Direction
Rewrite the lines below, swapping each "photo" for "image" and keeping everything else the same.

(Data listing)
......

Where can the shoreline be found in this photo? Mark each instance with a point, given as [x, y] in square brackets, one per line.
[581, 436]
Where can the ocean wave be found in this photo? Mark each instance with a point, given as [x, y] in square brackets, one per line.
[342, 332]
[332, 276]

......

Answer to the exercise
Where can the shoreline be found in this image? Mark each instance with a point, given as [x, y] in square brackets, one per line.
[581, 436]
Where can the ocean wave be found in this image? Mark each instance with a point, given as [x, y] in square brackets, one per line.
[342, 332]
[332, 276]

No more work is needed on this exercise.